Alıştırmalar:
a – Kentsel dönüşüm davası metninde "Bu durumda, davanın;" sözlerinin geçtiği yerden başlayıp "yerinde görülmesi gerekmektedir." sözlerinden sonra durarak o bölümü birebir yazar mısınız?
b – Kayıtları süzerek "segment" dizesini içeren her satırı olduğu gibi aktarır mısınız?

Gösterilen Metin:

○ ○ ○ ○

Dosyanın incelenmesinden; Ankara İli, Altındağ İlçesi, Gökçenefe Şenyurt Mahallesi 23043 ada, 1 parsel sayılı davacının paydaşı olduğu ve üzerinde yapılarının bulunduğu taşınmazın Gökçenefe Kentsel Dönüşüm Alanında kaldığı, bu parsel ve 23044 ada, 1 sayılı parselde düzgün yapılaşmanın gerçekleştirilebilmesi amacıyla 04.07.2007 günlü, 633 sayılı Altındağ Belediye Encümeni kararıyla 3194 sayılı İmar Kanununun 18. maddesi ve 2981 sayılı yasanın 10/c maddesi gereğince anılan parsellerde hisse değişikliği yapıldığı, bu karar uyarınca davacının 23043 ada, 1 parseldeki paylarına karşılık 23044 ada, 1 parsel ve 23045 ada, 1 parselden pay verildiği, kentsel dönüşüm kapsamında da davacıya ait yapıların yıktırıldığı, 23043 adanın diğer paydaşları ile yapılan anlaşma uyarınca 06.05.2009 günlü, 373 sayılı belediye encümeni kararı ile kat karşılığı inşaat sözleşmesi yapım işinin ihale edilerek taşınmazda inşaatların tamamlanmasından sonra davacıya tahsis edildiği belirtilen bağımsız bölümün teslimi için davacının başvurmaması üzerine tahsisin gerçekleşmediği, davacı tarafından, kamulaştırma yapılmadığı ve herhangi bir bedel de ödenmeksizin yapıların yıktırıldığından bahisle payları ve yapılarına karşılık tazminata hükmedilmesi ve davalı idarenin devretmeyi kabul ettiği bağımsız bölümün tapuda ferağının verilmesi, devir gerçekleşmezse bedelinin tahsiline karar verilmesi istemiyle bakılmakta olan davanın açıldığı anlaşılmaktadır.

Olayda, davacıya ait yapıların bulunduğu taşınmazdaki davacının paylarına karşılık 3194 ve 2981 sayılı Yasalar uyarınca davacıya başka parsellerden pay tahsis edildikten sonra, herhangi bir bedel ödenmeksizin 5393 sayılı Yasa hükmü uyarınca kentsel dönüşüm projesi kapsamında kalan yapıların yıktırılması nedeniyle uğranıldığı öne sürülen zarar, davalı idarenin Kentsel Dönüşüm Projesinin uygulanması sırasında kamu gücüne dayanılarak, re'sen ve tek yanlı şekilde tesis ettiği işlemlerden kaynaklanmaktadır.

Bu durumda, davanın; davacıya ait payların başka parsellere tahsisi ile 23043 ada, 1 parselde bulunan yapıların Kentsel Dönüşüm Projesi kapsamında kalması nedeniyle yıktırılması sonucunda tazminat istenilmesine ilişkin kısmının, 2577 sayılı İdari Yargılama Usulü Kanunu'nun 2'nci maddesi l'inci fıkrasının (b) bendinde yer alan "İdari eylem ve işlemlerden dolayı kişisel hakları doğrudan muhtel olanlar tarafından açılan tam yargı davaları," hükmü gereğince idari yargı yerinde görülmesi gerekmektedir.

○ ○ ○ ○

Verilen Malzeme:
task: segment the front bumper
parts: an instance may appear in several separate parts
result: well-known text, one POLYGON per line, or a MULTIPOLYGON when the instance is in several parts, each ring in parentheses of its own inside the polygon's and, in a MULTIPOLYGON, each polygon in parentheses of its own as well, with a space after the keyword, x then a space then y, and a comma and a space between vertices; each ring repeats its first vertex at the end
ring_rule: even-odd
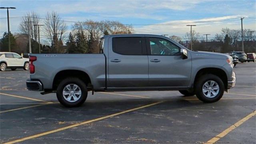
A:
POLYGON ((28 79, 26 80, 26 83, 27 85, 27 89, 29 90, 43 91, 43 85, 38 80, 28 79))
POLYGON ((234 88, 236 84, 236 74, 234 72, 232 73, 232 78, 233 79, 232 81, 228 81, 228 89, 234 88))

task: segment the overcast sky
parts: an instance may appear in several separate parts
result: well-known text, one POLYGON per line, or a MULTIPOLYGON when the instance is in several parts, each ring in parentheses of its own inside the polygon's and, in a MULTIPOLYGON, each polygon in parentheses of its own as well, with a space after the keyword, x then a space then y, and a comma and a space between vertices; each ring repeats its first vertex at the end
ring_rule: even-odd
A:
MULTIPOLYGON (((202 34, 214 37, 222 28, 240 29, 239 18, 245 17, 244 28, 256 29, 256 2, 252 0, 2 0, 1 6, 15 7, 10 10, 10 30, 18 32, 20 16, 34 11, 42 18, 56 11, 66 20, 89 19, 117 20, 133 25, 136 33, 167 34, 183 37, 194 27, 202 34)), ((7 31, 6 10, 0 10, 0 33, 7 31)), ((71 29, 74 23, 68 22, 71 29)))

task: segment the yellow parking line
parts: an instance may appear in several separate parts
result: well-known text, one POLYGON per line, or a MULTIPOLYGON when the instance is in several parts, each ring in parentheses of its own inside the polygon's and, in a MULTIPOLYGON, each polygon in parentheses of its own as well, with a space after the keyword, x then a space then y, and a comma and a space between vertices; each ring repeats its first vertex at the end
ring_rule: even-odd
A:
MULTIPOLYGON (((252 99, 256 100, 256 98, 222 98, 221 100, 235 100, 235 99, 252 99)), ((184 99, 185 100, 199 100, 197 98, 186 98, 184 99)))
POLYGON ((242 124, 244 122, 245 122, 246 121, 249 120, 252 117, 255 116, 256 115, 256 111, 254 111, 253 112, 250 113, 247 116, 243 118, 242 120, 236 122, 236 123, 230 126, 228 128, 224 130, 224 131, 223 131, 217 136, 215 136, 214 138, 209 140, 208 141, 207 141, 207 142, 205 143, 205 144, 214 144, 216 142, 219 140, 220 138, 225 136, 234 130, 235 128, 239 126, 242 124))
POLYGON ((0 111, 0 113, 3 113, 3 112, 12 112, 12 111, 15 111, 15 110, 22 110, 22 109, 26 109, 26 108, 33 108, 33 107, 35 107, 43 106, 43 105, 46 105, 46 104, 51 104, 51 103, 45 103, 44 104, 40 104, 36 105, 35 106, 26 106, 26 107, 24 107, 15 108, 15 109, 10 110, 4 110, 4 111, 0 111))
POLYGON ((6 78, 6 79, 11 79, 11 80, 15 80, 15 78, 12 78, 11 77, 7 77, 7 78, 6 78, 6 77, 2 77, 2 76, 0 76, 0 78, 6 78))
POLYGON ((130 95, 130 94, 118 94, 118 93, 112 93, 112 92, 99 92, 102 93, 102 94, 115 94, 115 95, 120 95, 120 96, 131 96, 131 97, 140 98, 150 98, 150 97, 148 97, 147 96, 135 96, 135 95, 130 95))
POLYGON ((236 85, 235 86, 236 87, 244 87, 256 88, 256 86, 238 86, 238 85, 236 85))
POLYGON ((58 103, 59 103, 59 102, 58 102, 4 103, 4 104, 0 104, 0 105, 28 105, 28 104, 58 104, 58 103))
POLYGON ((22 96, 14 95, 12 95, 12 94, 4 94, 4 93, 0 93, 0 94, 2 94, 2 95, 5 95, 5 96, 13 96, 13 97, 16 97, 16 98, 24 98, 24 99, 26 99, 27 100, 34 100, 34 101, 38 101, 38 102, 46 102, 46 101, 45 100, 38 100, 38 99, 35 99, 35 98, 28 98, 28 97, 25 97, 25 96, 22 96))
POLYGON ((70 128, 74 128, 74 127, 76 127, 78 126, 80 126, 82 125, 84 125, 84 124, 89 124, 90 123, 91 123, 91 122, 96 122, 96 121, 98 121, 99 120, 102 120, 105 119, 106 119, 106 118, 110 118, 111 117, 112 117, 113 116, 118 116, 118 115, 120 115, 120 114, 124 114, 125 113, 126 113, 129 112, 132 112, 132 111, 134 111, 136 110, 138 110, 142 108, 147 108, 149 106, 153 106, 158 104, 159 104, 160 103, 162 103, 164 102, 154 102, 152 104, 147 104, 146 105, 144 105, 143 106, 140 106, 137 108, 132 108, 131 109, 130 109, 130 110, 126 110, 124 111, 122 111, 121 112, 118 112, 118 113, 116 113, 114 114, 110 114, 108 116, 102 116, 101 117, 100 117, 97 118, 96 118, 94 119, 93 119, 93 120, 87 120, 87 121, 86 121, 83 122, 80 122, 76 124, 72 124, 69 126, 65 126, 65 127, 64 127, 61 128, 58 128, 55 130, 50 130, 48 132, 43 132, 39 134, 36 134, 34 135, 33 135, 33 136, 28 136, 28 137, 25 137, 25 138, 22 138, 19 139, 18 139, 17 140, 14 140, 12 141, 10 141, 10 142, 7 142, 7 143, 6 143, 6 144, 14 144, 14 143, 15 143, 16 142, 22 142, 24 141, 24 140, 30 140, 32 138, 38 138, 40 136, 45 136, 47 134, 52 134, 53 133, 55 133, 55 132, 60 132, 61 131, 62 131, 64 130, 65 130, 68 129, 69 129, 70 128))
POLYGON ((238 93, 226 93, 225 94, 234 94, 234 95, 242 95, 244 96, 256 96, 256 95, 254 94, 238 94, 238 93))

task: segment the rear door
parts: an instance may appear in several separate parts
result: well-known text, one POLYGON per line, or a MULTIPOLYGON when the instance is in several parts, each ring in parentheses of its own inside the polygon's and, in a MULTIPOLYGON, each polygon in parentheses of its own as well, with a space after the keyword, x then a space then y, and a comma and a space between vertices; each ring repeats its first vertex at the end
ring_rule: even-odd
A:
POLYGON ((7 62, 7 66, 15 66, 15 59, 12 53, 6 53, 5 58, 7 62))
POLYGON ((160 38, 146 38, 149 84, 152 87, 186 87, 191 73, 191 58, 182 59, 180 48, 160 38))
POLYGON ((24 64, 24 61, 22 58, 21 56, 16 54, 13 54, 13 57, 14 58, 15 60, 14 61, 14 64, 15 66, 22 66, 24 64))
POLYGON ((148 61, 144 37, 114 36, 109 40, 108 88, 146 86, 148 61))

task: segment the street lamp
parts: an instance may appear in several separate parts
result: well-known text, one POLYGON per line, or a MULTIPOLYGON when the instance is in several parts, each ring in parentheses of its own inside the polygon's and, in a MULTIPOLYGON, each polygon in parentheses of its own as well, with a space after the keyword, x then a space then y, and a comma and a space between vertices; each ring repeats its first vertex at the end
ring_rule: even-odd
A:
POLYGON ((9 23, 9 9, 16 9, 16 8, 14 7, 0 7, 0 8, 7 9, 7 23, 8 25, 8 41, 9 42, 8 48, 9 48, 9 51, 10 52, 11 52, 11 40, 10 40, 10 24, 9 23))
POLYGON ((193 38, 192 38, 192 26, 196 26, 196 25, 187 25, 187 26, 190 26, 190 50, 192 50, 192 41, 193 38))
POLYGON ((44 26, 42 24, 34 24, 34 26, 38 26, 38 44, 39 45, 39 54, 41 53, 41 48, 40 47, 40 30, 39 30, 39 26, 44 26))

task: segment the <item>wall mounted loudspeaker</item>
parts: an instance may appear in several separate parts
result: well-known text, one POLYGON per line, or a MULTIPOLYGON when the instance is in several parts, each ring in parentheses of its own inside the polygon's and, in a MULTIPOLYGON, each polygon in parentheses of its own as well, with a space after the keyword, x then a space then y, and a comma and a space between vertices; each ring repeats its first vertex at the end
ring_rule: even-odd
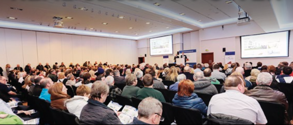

○ ○ ○ ○

Cevap Anahtarı:
a –
Bu durumda, davanın; davacıya ait payların başka parsellere tahsisi ile 23043 ada, 1 parselde bulunan yapıların Kentsel Dönüşüm Projesi kapsamında kalması nedeniyle yıktırılması sonucunda tazminat istenilmesine ilişkin kısmının, 2577 sayılı İdari Yargılama Usulü Kanunu'nun 2'nci maddesi l'inci fıkrasının (b) bendinde yer alan "İdari eylem ve işlemlerden dolayı kişisel hakları doğrudan muhtel olanlar tarafından açılan tam yargı davaları," hükmü gereğince idari yargı yerinde görülmesi gerekmektedir.

b –
task: segment the front bumper
task: segment the overcast sky
task: segment the yellow parking line
task: segment the rear door
task: segment the street lamp
task: segment the <item>wall mounted loudspeaker</item>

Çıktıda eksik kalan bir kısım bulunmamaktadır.